> [Given instruction]: Reproduce the listing below word for word, leaving out the pictures.

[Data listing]
+ + +

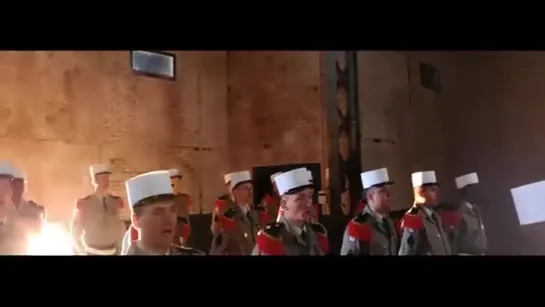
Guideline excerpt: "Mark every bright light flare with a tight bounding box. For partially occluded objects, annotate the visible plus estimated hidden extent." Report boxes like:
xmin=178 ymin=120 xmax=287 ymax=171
xmin=27 ymin=222 xmax=74 ymax=256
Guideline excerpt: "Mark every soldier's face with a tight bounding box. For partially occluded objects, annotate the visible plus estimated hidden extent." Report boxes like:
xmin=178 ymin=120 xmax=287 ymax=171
xmin=233 ymin=182 xmax=253 ymax=204
xmin=12 ymin=179 xmax=25 ymax=198
xmin=367 ymin=185 xmax=392 ymax=212
xmin=135 ymin=200 xmax=177 ymax=246
xmin=280 ymin=189 xmax=312 ymax=221
xmin=420 ymin=186 xmax=439 ymax=206
xmin=95 ymin=173 xmax=110 ymax=189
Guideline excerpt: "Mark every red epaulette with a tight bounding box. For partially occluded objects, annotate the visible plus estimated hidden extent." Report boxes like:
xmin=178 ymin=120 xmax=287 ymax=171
xmin=314 ymin=204 xmax=322 ymax=217
xmin=256 ymin=230 xmax=286 ymax=256
xmin=214 ymin=198 xmax=227 ymax=212
xmin=394 ymin=219 xmax=402 ymax=235
xmin=130 ymin=224 xmax=139 ymax=242
xmin=179 ymin=223 xmax=191 ymax=239
xmin=401 ymin=213 xmax=424 ymax=230
xmin=259 ymin=206 xmax=269 ymax=225
xmin=347 ymin=219 xmax=371 ymax=241
xmin=219 ymin=208 xmax=237 ymax=231
xmin=310 ymin=223 xmax=329 ymax=254
xmin=439 ymin=210 xmax=462 ymax=228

+ + +

> [Reply]:
Guideline excerpt: "Mark every bright light flare with a tight bounding box. For partially occluded objects, annotate the visible plus estimated hidden extent." Report boxes like:
xmin=178 ymin=120 xmax=287 ymax=171
xmin=27 ymin=222 xmax=74 ymax=256
Guideline excerpt: "Mark every soldier's face with a tight bounding box. For partially occluded objects, annotate the visible plus estimated hidden extent." Report boxes like:
xmin=178 ymin=120 xmax=287 ymax=171
xmin=233 ymin=182 xmax=253 ymax=204
xmin=12 ymin=179 xmax=25 ymax=198
xmin=367 ymin=185 xmax=392 ymax=212
xmin=135 ymin=200 xmax=177 ymax=246
xmin=280 ymin=189 xmax=312 ymax=221
xmin=420 ymin=186 xmax=439 ymax=206
xmin=95 ymin=173 xmax=110 ymax=189
Guideline excerpt: "Mark every red epaulette with a tight bounding box. For partially occluded objects, annotate the visible plus estimated hidden extent." Report boxes like:
xmin=178 ymin=120 xmax=287 ymax=171
xmin=314 ymin=204 xmax=322 ymax=217
xmin=256 ymin=230 xmax=286 ymax=256
xmin=214 ymin=198 xmax=227 ymax=212
xmin=394 ymin=219 xmax=402 ymax=235
xmin=130 ymin=224 xmax=139 ymax=242
xmin=179 ymin=223 xmax=191 ymax=239
xmin=401 ymin=213 xmax=424 ymax=230
xmin=259 ymin=206 xmax=269 ymax=225
xmin=347 ymin=219 xmax=371 ymax=241
xmin=219 ymin=208 xmax=237 ymax=231
xmin=310 ymin=223 xmax=329 ymax=254
xmin=439 ymin=210 xmax=462 ymax=228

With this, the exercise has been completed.